:: TEXT PROVIDED ::
If anyone else could help me out with an actual answer to my question that would be great. I know how to mix and how to track, I'm just looking for little things that could help improve my game a little.

One thing that I have noticed is that when I was working on real desks with tape or RADAR in the past, I didn't have the kinds of seperation problems I'm running into now. Is this a common ProTools issue?

Thanks again,
Kevin

anonymous Mon, 01/19/2004 - 07:43

I CAN tell you this.....

I had some of the PT stuff back in the 90's (oh so ancient ago!) and then moved over to the MOTU stuff due to programming so much and the MAS format, blah, blah, blah..... Then about 2 years ago made the change to RME converters and heard an immediate, ridiculously wonderful difference in the stereo image, sheen and tightness in the low end, etc. I know it's all subjective, but I've heard a lot of just so-so stuff on the PT converters. I know a lot of guys that run RADAR converters on their PT front ends for this very reason.

:: RECORDED DATA ::
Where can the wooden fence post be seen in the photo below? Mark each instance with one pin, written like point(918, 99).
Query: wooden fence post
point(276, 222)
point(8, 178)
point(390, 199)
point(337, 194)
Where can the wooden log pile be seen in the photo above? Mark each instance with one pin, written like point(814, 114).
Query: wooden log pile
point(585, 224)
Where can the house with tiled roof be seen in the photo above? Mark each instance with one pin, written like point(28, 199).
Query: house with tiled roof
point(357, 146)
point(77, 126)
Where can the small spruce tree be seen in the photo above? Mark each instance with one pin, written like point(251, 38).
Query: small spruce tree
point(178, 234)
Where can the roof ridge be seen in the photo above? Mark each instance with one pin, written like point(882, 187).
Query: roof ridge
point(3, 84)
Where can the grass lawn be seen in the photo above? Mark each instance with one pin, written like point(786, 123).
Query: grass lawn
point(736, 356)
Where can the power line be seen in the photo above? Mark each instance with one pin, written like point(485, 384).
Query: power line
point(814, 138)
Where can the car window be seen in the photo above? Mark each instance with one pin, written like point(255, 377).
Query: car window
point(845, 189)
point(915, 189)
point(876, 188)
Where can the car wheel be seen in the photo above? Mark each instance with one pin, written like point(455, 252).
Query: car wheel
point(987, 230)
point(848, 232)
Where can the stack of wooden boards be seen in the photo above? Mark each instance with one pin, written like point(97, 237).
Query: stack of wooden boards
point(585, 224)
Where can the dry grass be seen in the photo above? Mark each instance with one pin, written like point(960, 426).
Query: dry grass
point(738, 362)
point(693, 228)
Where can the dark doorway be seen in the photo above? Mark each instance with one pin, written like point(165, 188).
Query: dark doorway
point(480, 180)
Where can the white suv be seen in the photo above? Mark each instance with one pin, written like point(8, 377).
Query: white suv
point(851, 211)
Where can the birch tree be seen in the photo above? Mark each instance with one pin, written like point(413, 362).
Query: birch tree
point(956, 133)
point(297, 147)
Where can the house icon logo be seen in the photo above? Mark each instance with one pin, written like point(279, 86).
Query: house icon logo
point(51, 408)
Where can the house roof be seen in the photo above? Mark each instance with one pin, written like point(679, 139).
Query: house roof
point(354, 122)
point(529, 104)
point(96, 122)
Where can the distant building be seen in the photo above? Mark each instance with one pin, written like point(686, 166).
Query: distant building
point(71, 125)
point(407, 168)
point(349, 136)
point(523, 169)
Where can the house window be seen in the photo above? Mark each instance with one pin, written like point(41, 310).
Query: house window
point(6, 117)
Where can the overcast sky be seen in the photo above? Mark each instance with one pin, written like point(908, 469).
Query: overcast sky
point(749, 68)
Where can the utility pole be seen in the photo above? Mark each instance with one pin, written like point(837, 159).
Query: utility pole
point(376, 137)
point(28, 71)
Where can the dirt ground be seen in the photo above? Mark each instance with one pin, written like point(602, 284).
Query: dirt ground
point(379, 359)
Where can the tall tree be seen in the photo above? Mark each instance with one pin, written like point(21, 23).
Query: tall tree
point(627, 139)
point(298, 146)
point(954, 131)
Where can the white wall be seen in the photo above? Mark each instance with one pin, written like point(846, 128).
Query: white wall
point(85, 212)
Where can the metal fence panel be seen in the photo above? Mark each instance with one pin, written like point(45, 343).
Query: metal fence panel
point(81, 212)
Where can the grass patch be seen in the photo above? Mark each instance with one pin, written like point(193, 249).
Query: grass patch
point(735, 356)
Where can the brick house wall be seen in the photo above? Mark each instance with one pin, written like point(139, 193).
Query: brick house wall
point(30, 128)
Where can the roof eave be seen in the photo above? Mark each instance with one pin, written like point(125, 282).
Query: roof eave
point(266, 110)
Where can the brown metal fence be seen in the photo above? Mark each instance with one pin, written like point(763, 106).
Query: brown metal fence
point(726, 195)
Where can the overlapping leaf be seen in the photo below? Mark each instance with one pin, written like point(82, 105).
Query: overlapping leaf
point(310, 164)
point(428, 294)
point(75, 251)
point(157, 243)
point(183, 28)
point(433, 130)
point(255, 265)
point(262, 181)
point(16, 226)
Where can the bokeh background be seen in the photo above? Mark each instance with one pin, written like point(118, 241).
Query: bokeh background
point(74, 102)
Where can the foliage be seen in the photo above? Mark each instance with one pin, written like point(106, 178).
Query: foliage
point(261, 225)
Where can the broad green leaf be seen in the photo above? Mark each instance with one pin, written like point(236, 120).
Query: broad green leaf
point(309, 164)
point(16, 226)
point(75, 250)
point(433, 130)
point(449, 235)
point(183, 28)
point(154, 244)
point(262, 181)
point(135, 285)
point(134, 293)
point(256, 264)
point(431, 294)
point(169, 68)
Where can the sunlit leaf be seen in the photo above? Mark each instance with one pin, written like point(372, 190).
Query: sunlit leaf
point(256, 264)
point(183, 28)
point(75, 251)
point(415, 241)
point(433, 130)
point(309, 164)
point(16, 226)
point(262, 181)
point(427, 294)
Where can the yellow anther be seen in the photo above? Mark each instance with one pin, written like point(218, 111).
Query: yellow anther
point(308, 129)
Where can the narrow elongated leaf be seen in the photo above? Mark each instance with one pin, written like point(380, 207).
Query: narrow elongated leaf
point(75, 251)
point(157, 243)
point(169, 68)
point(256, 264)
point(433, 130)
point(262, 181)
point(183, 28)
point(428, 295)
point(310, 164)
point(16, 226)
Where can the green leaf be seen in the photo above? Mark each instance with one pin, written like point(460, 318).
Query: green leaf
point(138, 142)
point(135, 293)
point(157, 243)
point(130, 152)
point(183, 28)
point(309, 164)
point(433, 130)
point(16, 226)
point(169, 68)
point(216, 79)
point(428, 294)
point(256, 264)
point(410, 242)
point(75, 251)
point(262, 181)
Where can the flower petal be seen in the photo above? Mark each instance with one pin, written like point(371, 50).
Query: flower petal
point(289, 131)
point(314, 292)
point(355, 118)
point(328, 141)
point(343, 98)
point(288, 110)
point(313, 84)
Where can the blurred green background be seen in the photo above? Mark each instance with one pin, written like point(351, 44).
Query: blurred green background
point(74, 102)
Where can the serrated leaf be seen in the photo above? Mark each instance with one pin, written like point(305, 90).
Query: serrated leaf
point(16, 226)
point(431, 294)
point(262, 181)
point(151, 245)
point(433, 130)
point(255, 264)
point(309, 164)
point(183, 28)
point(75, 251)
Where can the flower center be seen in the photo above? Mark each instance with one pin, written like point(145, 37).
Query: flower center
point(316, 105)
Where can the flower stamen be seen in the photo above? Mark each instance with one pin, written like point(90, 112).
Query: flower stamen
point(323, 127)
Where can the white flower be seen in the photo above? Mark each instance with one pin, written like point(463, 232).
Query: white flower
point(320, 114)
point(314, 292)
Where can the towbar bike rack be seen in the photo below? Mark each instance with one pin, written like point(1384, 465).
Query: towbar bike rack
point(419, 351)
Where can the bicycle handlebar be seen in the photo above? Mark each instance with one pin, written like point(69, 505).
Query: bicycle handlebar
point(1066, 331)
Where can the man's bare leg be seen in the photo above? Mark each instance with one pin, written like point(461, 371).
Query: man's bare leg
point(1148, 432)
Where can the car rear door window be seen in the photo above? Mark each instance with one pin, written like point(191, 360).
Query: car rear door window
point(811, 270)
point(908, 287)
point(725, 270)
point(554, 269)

:: REQUIRED WORK ::
• A. Quote from the forum discussion about ProTools, starting with "I had some of" and going on through "this very reason.".
• B. In the forum discussion about ProTools, which converters did the reply posted on 01/19/2004 say it switched to about two years ago?

:: OUTPUTS ::
• A.
I had some of the PT stuff back in the 90's (oh so ancient ago!) and then moved over to the MOTU stuff due to programming so much and the MAS format, blah, blah, blah..... Then about 2 years ago made the change to RME converters and heard an immediate, ridiculously wonderful difference in the stereo image, sheen and tightness in the low end, etc. I know it's all subjective, but I've heard a lot of just so-so stuff on the PT converters. I know a lot of guys that run RADAR converters on their PT front ends for this very reason.

• B. RME converters.